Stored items

"""

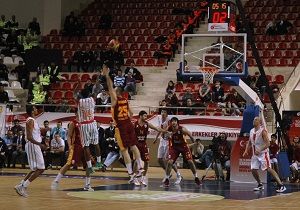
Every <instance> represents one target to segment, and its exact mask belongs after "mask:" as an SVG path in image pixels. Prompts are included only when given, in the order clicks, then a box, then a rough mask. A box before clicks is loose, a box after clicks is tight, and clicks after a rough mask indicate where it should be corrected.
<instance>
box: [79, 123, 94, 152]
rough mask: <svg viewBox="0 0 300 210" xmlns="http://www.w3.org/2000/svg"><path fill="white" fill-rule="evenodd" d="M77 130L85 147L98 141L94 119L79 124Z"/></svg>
mask: <svg viewBox="0 0 300 210" xmlns="http://www.w3.org/2000/svg"><path fill="white" fill-rule="evenodd" d="M79 130H80V137H81V139H82V142H83V145H84V146H85V147H88V146H90V144H93V145H96V144H98V143H99V140H98V129H97V123H96V121H94V122H92V123H87V124H84V123H83V124H80V126H79Z"/></svg>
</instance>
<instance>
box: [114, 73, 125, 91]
mask: <svg viewBox="0 0 300 210" xmlns="http://www.w3.org/2000/svg"><path fill="white" fill-rule="evenodd" d="M114 86H115V87H121V88H123V87H124V86H125V77H124V76H122V70H121V69H118V71H117V76H115V77H114Z"/></svg>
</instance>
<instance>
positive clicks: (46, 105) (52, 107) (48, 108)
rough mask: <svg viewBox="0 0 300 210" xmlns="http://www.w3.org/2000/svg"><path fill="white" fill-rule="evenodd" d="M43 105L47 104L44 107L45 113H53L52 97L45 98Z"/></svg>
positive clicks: (53, 102) (53, 101)
mask: <svg viewBox="0 0 300 210" xmlns="http://www.w3.org/2000/svg"><path fill="white" fill-rule="evenodd" d="M45 104H47V105H46V106H44V111H45V112H55V106H54V105H55V103H54V101H53V98H52V97H46V100H45Z"/></svg>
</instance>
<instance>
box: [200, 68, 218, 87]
mask: <svg viewBox="0 0 300 210" xmlns="http://www.w3.org/2000/svg"><path fill="white" fill-rule="evenodd" d="M199 71H200V72H201V73H202V75H203V82H204V81H206V82H207V84H211V83H213V82H214V76H215V74H216V73H218V72H219V69H217V68H216V67H212V66H205V67H200V69H199Z"/></svg>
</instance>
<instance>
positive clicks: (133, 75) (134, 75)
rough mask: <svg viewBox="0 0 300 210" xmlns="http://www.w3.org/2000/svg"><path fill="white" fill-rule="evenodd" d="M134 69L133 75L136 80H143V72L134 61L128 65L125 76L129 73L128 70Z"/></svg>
mask: <svg viewBox="0 0 300 210" xmlns="http://www.w3.org/2000/svg"><path fill="white" fill-rule="evenodd" d="M130 70H132V72H133V73H132V76H133V78H134V79H135V80H139V81H143V77H142V74H141V72H140V71H139V70H138V69H137V68H135V66H134V63H130V66H128V67H126V69H125V76H126V75H127V74H128V72H129V71H130Z"/></svg>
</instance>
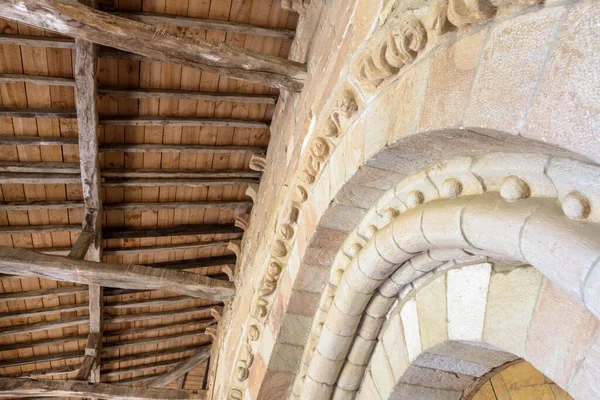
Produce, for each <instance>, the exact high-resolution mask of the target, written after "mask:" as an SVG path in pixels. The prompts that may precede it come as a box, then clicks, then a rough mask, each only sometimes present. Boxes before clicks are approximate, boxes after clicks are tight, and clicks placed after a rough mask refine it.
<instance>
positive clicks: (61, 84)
mask: <svg viewBox="0 0 600 400" xmlns="http://www.w3.org/2000/svg"><path fill="white" fill-rule="evenodd" d="M20 82H26V83H32V84H36V85H45V86H75V80H74V79H71V78H61V77H53V76H44V75H24V74H0V83H20ZM98 95H100V96H108V97H115V98H121V97H124V98H131V99H154V98H159V99H180V100H197V101H225V102H235V103H255V104H275V103H277V95H275V94H256V93H235V92H234V93H227V92H200V91H197V90H178V89H149V88H138V89H130V88H118V87H100V88H98Z"/></svg>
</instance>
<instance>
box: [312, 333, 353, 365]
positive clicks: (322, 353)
mask: <svg viewBox="0 0 600 400" xmlns="http://www.w3.org/2000/svg"><path fill="white" fill-rule="evenodd" d="M353 339H354V338H353V337H352V336H340V335H337V334H335V333H333V332H331V331H330V330H329V328H328V327H327V325H325V326H324V327H323V331H322V332H321V337H320V338H319V344H318V345H317V350H318V351H319V353H320V354H322V355H323V356H325V357H327V358H329V359H330V360H334V361H338V360H344V359H345V358H346V355H347V354H348V350H349V349H350V345H351V344H352V340H353Z"/></svg>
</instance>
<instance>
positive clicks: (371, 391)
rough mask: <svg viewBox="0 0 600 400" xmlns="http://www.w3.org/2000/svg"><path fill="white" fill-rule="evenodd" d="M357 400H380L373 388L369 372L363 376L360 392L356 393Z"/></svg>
mask: <svg viewBox="0 0 600 400" xmlns="http://www.w3.org/2000/svg"><path fill="white" fill-rule="evenodd" d="M358 400H382V399H381V396H379V393H378V392H377V389H376V388H375V384H374V383H373V377H372V376H371V373H370V372H367V374H366V376H365V379H364V381H363V384H362V387H361V388H360V392H359V393H358Z"/></svg>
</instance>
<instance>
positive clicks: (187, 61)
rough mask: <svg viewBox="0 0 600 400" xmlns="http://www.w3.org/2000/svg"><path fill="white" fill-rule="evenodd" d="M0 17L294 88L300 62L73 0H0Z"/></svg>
mask: <svg viewBox="0 0 600 400" xmlns="http://www.w3.org/2000/svg"><path fill="white" fill-rule="evenodd" d="M0 11H1V13H2V15H3V16H4V17H5V18H8V19H12V20H15V21H19V22H22V23H25V24H28V25H32V26H36V27H38V28H41V29H46V30H49V31H53V32H57V33H61V34H64V35H68V36H73V37H76V38H79V39H84V40H88V41H90V42H94V43H98V44H102V45H105V46H112V47H116V48H118V49H120V50H124V51H130V52H133V53H137V54H142V55H144V56H147V57H152V58H157V59H160V60H163V61H168V62H173V63H176V64H180V65H184V66H187V67H192V68H200V69H203V70H205V71H207V72H211V73H215V74H221V75H227V76H230V77H232V78H237V79H244V80H249V81H251V82H257V83H263V84H266V85H268V86H273V87H278V88H281V89H286V90H292V91H299V90H301V89H302V86H303V82H304V79H305V78H306V66H305V65H302V64H299V63H296V62H293V61H290V60H286V59H282V58H278V57H273V56H268V55H264V54H260V53H256V52H253V51H249V50H245V49H241V48H235V47H231V46H228V45H226V44H222V43H214V42H211V41H207V40H203V39H199V38H194V37H190V36H184V35H178V34H177V33H175V32H173V31H170V30H164V29H159V28H156V27H154V26H152V25H148V24H144V23H141V22H134V21H131V20H128V19H126V18H121V17H116V16H114V15H110V14H108V13H105V12H101V11H97V10H94V9H92V8H90V7H86V6H83V5H81V4H79V3H78V2H77V1H74V0H61V1H58V0H1V1H0Z"/></svg>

"""

(Exercise prompt) Looking at the entries, work out how many lines include the word "before" and give the number by itself.

(Solution for this task) 2